» **Goal**: Only the run of lines from the one containing "Could you mark every instance of the metal" through the last line should be returned, exactly as written.

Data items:
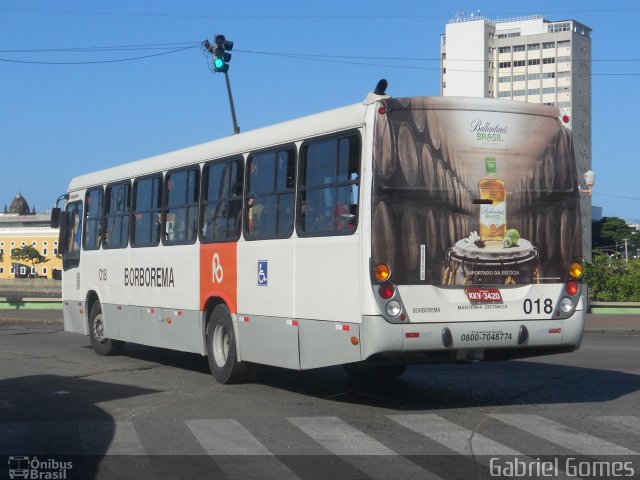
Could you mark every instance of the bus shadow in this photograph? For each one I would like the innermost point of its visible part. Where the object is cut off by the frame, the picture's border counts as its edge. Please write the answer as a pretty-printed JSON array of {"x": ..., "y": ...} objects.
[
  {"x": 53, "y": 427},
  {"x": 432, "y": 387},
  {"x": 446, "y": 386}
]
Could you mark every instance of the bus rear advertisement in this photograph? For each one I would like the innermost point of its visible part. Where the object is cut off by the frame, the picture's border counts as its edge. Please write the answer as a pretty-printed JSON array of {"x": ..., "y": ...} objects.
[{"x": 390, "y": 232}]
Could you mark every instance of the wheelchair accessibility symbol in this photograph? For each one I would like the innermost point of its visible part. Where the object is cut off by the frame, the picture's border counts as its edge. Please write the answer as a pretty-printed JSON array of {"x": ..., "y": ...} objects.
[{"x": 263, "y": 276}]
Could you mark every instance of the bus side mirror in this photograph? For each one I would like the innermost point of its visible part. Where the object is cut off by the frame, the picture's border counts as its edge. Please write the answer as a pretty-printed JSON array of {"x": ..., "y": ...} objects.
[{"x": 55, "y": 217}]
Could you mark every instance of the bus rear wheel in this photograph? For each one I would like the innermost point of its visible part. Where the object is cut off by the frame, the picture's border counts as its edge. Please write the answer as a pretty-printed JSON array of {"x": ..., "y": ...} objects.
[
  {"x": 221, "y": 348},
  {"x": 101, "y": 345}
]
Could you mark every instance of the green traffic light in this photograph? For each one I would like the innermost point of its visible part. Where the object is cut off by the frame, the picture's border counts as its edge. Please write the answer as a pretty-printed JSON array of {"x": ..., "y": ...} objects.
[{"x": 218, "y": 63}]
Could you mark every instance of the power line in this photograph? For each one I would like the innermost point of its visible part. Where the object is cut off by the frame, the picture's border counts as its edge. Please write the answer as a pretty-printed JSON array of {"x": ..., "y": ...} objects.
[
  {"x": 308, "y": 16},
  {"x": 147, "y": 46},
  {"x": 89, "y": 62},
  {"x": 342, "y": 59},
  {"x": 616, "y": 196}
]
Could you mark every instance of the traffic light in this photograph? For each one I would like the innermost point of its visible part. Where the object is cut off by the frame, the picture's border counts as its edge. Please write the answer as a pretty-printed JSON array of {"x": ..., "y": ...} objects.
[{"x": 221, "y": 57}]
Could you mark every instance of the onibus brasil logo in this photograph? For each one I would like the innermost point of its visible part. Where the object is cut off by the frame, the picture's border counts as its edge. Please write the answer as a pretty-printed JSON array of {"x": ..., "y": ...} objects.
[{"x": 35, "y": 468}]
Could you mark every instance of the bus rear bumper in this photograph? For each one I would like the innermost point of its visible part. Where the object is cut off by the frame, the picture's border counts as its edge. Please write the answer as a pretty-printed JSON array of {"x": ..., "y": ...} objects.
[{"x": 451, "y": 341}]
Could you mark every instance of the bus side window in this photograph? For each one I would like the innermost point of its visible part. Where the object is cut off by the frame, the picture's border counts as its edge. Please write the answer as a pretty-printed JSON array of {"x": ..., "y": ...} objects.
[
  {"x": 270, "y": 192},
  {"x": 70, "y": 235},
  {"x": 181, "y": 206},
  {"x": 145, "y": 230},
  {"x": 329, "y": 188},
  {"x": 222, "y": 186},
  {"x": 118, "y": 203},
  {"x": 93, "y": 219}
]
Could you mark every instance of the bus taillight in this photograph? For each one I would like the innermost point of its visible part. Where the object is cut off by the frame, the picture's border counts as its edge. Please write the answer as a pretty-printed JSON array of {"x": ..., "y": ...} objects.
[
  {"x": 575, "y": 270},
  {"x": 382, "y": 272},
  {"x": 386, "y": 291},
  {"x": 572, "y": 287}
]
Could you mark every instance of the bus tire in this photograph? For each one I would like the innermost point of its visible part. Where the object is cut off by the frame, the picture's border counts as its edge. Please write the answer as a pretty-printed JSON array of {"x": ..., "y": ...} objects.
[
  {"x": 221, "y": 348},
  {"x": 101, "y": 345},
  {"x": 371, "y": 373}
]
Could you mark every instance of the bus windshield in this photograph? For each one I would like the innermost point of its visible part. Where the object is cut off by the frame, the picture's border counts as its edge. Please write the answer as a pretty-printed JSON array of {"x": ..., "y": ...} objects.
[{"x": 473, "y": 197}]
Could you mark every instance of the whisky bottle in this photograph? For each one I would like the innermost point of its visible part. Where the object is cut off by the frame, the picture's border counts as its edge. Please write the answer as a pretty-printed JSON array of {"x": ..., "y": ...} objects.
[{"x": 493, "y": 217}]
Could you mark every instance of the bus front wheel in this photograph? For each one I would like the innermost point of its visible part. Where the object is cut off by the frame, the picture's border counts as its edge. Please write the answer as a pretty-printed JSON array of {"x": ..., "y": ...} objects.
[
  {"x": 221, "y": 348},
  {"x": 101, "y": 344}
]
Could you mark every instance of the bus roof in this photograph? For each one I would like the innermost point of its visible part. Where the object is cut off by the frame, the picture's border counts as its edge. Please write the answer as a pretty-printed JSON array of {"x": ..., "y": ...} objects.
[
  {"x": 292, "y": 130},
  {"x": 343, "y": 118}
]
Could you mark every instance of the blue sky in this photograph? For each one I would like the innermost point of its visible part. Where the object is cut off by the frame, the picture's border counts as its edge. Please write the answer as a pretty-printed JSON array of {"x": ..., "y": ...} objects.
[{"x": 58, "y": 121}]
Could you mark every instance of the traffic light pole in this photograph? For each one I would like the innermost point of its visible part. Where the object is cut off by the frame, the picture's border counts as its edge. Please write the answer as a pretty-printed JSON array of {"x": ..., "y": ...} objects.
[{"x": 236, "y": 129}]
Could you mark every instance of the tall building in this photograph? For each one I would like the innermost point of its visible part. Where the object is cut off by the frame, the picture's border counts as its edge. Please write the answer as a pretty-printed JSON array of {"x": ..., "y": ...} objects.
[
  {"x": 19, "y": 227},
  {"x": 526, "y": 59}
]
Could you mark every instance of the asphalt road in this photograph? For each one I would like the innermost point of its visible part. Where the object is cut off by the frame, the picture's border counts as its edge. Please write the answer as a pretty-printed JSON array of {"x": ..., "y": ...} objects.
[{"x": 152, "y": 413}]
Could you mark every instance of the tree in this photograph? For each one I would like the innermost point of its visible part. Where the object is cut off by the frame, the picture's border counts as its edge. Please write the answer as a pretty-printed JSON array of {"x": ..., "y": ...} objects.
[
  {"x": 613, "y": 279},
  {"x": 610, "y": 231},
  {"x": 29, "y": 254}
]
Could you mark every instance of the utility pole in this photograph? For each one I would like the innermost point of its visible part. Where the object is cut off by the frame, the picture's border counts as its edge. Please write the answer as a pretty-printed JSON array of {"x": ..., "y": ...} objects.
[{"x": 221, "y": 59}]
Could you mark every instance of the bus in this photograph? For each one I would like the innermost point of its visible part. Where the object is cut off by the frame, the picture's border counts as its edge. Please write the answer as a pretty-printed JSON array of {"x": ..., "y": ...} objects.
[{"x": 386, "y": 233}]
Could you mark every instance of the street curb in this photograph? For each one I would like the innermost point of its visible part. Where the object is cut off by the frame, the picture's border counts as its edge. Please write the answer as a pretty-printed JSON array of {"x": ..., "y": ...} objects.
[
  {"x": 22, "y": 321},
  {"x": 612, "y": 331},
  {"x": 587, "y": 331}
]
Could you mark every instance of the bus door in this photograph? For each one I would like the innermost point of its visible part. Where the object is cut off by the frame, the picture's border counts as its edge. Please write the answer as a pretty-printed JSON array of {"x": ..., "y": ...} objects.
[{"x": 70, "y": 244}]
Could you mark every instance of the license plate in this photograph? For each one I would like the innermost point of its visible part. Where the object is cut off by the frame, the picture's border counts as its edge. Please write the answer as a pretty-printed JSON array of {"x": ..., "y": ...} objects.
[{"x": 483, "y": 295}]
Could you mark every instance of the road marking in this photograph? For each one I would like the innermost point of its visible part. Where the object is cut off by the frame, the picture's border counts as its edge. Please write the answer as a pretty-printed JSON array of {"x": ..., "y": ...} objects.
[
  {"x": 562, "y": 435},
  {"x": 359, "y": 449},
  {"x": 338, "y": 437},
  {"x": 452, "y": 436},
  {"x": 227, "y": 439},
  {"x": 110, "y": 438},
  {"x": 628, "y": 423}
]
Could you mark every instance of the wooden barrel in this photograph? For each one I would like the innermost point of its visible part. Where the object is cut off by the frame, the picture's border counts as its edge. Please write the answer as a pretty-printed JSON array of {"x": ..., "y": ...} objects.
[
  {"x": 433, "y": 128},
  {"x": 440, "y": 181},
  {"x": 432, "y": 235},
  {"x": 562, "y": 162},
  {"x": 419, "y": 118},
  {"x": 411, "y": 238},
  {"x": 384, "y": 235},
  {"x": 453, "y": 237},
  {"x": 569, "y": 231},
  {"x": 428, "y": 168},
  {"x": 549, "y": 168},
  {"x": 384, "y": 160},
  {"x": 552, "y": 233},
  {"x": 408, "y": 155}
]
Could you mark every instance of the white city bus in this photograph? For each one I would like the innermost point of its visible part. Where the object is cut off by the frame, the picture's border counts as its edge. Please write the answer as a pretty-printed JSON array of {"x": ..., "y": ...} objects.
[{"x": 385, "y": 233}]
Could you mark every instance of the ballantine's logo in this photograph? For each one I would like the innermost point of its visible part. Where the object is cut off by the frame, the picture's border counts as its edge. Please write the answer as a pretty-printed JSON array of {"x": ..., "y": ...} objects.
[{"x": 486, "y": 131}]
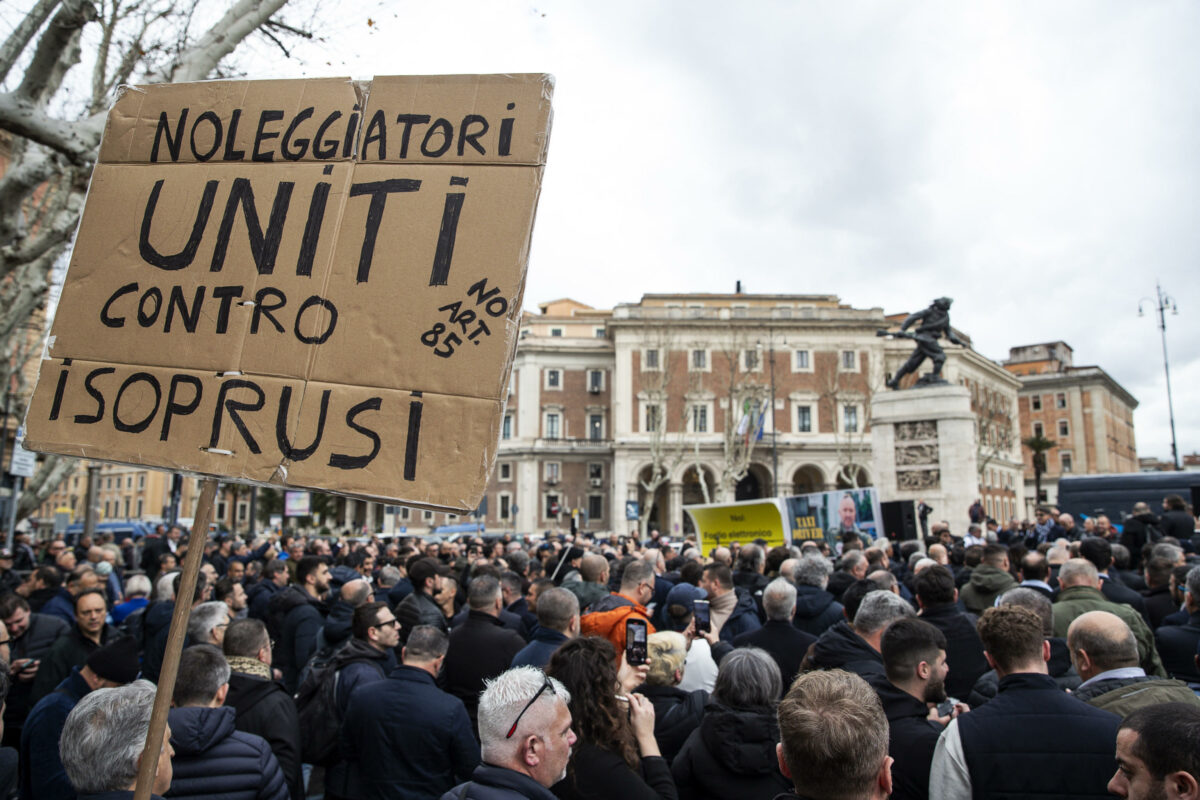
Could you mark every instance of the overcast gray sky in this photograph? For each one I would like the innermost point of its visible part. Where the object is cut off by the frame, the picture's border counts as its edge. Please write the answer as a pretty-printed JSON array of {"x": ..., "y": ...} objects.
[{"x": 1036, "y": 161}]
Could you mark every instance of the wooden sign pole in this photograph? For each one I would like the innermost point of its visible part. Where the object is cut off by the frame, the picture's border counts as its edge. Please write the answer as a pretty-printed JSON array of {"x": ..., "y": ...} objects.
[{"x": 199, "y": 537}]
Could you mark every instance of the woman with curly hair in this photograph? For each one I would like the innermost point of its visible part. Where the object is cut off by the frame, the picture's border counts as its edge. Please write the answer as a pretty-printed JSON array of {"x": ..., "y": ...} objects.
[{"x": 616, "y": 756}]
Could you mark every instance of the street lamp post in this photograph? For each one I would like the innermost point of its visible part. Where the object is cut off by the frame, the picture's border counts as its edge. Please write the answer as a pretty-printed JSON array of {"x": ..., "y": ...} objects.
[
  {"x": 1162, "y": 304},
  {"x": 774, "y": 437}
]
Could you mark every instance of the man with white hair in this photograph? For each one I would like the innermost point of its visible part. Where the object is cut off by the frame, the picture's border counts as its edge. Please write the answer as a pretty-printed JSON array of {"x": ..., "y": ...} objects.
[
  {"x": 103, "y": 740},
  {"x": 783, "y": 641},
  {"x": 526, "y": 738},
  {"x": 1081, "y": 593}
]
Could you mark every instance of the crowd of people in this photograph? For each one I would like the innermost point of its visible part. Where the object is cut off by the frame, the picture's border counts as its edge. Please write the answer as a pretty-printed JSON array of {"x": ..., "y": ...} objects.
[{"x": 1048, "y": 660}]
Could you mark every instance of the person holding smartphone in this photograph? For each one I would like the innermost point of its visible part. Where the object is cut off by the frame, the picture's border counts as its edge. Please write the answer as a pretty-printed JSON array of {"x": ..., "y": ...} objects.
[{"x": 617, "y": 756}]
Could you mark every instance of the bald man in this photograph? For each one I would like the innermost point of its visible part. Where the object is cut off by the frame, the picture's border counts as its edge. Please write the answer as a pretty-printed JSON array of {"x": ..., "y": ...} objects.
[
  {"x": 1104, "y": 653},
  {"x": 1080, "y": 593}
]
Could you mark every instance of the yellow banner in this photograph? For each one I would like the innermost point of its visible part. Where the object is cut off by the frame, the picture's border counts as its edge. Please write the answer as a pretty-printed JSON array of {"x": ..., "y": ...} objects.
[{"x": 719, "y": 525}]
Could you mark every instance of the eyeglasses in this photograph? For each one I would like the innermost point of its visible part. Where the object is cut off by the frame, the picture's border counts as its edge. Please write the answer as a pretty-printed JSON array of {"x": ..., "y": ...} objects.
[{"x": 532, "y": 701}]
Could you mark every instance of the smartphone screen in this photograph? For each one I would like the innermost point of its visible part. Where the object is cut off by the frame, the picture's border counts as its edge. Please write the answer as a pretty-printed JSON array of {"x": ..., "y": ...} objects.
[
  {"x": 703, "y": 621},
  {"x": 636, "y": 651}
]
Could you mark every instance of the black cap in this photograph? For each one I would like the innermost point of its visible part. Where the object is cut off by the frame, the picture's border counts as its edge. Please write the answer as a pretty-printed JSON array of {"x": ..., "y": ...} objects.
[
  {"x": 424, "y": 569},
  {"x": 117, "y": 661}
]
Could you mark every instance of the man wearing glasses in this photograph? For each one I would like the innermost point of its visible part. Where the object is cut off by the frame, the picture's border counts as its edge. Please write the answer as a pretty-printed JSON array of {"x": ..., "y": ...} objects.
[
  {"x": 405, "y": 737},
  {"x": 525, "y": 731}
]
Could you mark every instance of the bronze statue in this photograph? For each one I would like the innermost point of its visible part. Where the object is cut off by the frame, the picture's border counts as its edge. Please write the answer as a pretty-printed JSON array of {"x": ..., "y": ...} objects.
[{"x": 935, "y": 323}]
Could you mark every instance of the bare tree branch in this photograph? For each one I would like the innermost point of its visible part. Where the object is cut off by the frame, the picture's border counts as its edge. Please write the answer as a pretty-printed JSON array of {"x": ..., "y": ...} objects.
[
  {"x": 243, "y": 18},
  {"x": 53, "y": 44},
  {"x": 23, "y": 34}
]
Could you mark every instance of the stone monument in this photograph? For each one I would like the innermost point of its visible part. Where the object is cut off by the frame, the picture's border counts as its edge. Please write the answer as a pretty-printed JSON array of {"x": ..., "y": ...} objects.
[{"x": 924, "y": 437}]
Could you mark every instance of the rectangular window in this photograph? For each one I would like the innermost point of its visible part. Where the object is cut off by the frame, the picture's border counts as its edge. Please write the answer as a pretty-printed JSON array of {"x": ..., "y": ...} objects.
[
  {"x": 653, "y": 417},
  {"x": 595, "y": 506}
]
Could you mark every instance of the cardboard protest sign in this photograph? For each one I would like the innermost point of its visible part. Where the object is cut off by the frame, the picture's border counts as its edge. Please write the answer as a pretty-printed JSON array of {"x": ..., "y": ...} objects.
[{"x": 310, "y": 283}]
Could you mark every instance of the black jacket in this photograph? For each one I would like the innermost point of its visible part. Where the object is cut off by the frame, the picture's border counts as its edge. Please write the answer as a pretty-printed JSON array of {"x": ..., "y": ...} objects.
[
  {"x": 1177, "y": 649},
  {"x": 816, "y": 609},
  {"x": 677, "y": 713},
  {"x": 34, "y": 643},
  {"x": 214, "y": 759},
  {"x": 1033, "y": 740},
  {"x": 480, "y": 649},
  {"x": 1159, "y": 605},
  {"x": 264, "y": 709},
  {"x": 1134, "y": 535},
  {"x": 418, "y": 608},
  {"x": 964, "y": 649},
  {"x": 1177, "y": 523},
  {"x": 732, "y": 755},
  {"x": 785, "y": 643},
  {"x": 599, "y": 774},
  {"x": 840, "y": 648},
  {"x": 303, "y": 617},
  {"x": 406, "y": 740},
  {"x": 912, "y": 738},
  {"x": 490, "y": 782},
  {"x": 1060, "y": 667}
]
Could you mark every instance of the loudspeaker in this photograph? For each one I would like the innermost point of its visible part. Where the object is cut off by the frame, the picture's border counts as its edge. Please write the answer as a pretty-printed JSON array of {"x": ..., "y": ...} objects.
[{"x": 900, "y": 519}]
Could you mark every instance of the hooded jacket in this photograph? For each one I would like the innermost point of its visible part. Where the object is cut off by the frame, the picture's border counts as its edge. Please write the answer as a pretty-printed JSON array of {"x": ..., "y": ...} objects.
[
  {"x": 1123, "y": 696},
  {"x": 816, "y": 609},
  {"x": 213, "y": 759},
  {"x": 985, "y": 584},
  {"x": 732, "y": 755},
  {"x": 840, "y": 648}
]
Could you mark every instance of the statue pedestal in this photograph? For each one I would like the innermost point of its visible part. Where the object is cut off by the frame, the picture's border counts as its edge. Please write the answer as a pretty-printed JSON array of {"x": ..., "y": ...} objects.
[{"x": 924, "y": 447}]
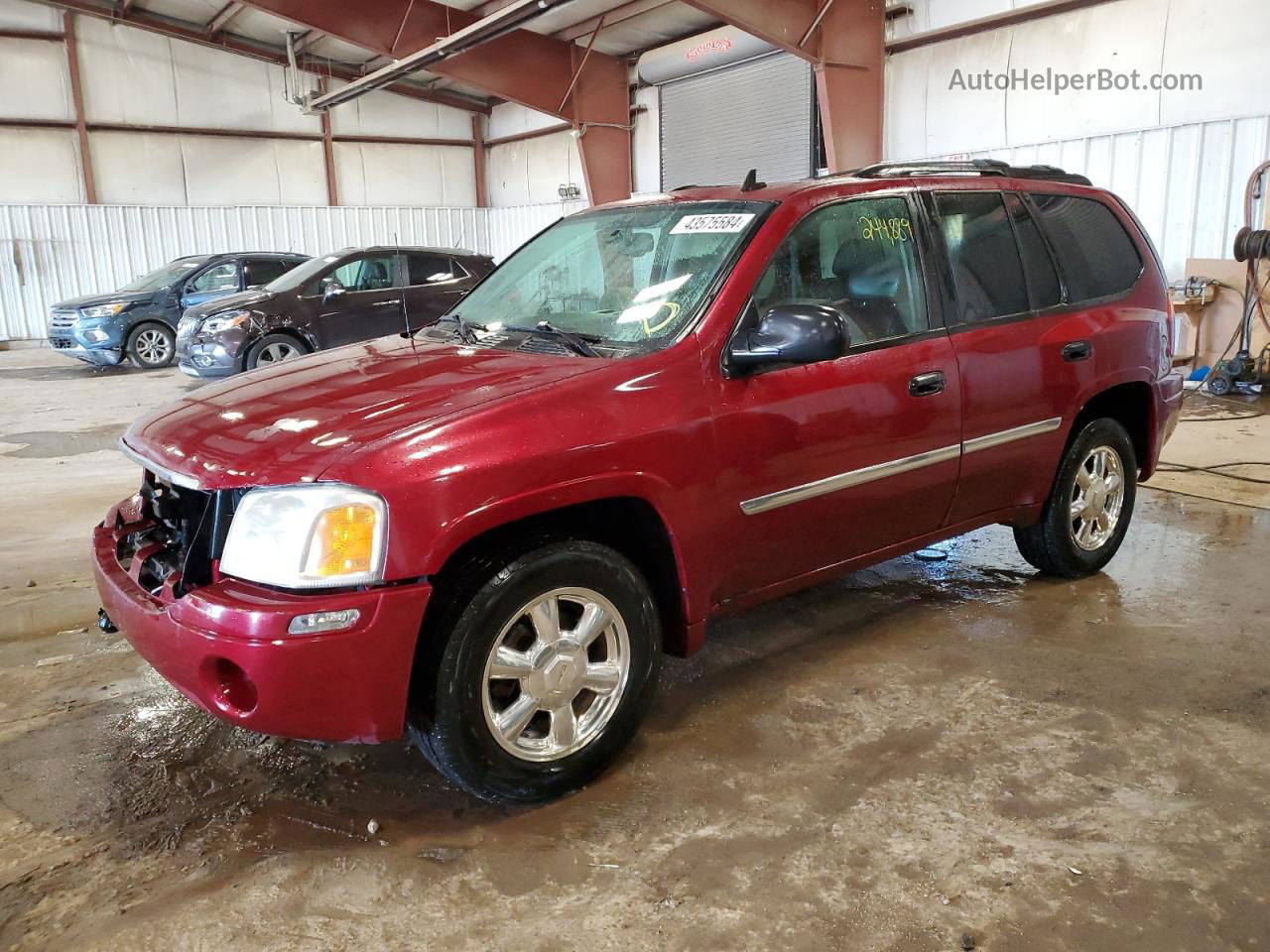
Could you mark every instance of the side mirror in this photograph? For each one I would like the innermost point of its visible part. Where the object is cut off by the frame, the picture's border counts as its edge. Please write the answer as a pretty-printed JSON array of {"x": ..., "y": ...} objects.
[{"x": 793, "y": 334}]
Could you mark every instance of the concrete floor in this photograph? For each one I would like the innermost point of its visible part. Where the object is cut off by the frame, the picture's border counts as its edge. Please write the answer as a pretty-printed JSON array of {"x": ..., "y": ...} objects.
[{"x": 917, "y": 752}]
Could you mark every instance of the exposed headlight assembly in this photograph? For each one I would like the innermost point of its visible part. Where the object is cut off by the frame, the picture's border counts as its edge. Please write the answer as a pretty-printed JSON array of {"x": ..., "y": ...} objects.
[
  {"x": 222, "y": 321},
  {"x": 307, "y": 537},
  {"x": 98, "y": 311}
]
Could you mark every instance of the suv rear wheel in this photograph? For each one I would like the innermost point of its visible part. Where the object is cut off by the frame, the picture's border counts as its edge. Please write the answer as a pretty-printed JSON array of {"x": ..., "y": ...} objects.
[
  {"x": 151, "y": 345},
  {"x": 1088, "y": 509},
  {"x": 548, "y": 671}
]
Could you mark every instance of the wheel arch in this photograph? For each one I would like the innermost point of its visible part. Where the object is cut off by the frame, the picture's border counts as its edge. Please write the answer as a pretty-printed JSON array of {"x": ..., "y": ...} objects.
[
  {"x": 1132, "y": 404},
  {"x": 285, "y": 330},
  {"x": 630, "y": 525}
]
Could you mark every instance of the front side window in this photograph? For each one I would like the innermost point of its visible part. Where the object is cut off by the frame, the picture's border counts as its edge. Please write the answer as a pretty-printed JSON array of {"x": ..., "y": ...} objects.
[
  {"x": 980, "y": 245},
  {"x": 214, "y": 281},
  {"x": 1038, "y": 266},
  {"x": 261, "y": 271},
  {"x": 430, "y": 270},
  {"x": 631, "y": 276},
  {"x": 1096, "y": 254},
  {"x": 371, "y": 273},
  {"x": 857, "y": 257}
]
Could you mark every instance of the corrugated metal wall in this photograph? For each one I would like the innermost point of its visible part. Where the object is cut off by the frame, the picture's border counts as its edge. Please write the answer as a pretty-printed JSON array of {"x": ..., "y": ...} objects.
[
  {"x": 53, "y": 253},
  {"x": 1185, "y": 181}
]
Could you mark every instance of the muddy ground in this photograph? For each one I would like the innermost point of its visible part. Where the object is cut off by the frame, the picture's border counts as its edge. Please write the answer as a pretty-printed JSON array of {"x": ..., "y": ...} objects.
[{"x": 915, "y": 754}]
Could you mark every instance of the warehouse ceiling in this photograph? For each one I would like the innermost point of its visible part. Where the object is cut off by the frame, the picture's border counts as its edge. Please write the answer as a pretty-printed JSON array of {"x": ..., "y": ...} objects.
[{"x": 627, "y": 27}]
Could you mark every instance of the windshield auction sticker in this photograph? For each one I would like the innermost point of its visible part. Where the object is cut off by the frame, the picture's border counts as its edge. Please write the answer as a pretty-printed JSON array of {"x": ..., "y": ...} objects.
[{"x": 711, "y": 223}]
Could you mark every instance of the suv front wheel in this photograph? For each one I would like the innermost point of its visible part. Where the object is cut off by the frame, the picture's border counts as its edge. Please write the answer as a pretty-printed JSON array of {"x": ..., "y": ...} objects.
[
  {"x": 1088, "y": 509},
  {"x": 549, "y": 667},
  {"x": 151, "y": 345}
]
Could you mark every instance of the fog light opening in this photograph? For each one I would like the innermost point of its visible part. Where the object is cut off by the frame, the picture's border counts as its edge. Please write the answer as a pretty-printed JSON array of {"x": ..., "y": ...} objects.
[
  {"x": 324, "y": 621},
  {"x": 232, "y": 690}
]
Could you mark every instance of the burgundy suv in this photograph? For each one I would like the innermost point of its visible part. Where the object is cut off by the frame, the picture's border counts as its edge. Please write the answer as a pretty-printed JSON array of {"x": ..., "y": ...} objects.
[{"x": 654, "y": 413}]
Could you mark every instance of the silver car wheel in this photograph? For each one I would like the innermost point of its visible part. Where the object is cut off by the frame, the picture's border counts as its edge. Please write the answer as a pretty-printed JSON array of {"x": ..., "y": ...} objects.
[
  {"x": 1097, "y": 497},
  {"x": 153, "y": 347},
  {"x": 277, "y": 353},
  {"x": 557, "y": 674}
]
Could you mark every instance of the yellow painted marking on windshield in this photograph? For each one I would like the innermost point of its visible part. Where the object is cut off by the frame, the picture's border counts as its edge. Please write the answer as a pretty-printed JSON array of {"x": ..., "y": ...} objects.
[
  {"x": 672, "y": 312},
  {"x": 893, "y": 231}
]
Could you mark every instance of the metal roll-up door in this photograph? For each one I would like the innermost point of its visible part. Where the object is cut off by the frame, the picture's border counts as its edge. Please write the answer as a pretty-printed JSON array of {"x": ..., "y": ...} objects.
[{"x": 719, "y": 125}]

» **Exercise output**:
Could you mark every instance of the metal roll-up door in this photograph? For each one I would like the innermost point of its visible part. Where the object is cut off by the frame, the picture's border counts as its edge. Please write the answer as a pretty-printed JSON array of {"x": ..., "y": ...} objects.
[{"x": 719, "y": 125}]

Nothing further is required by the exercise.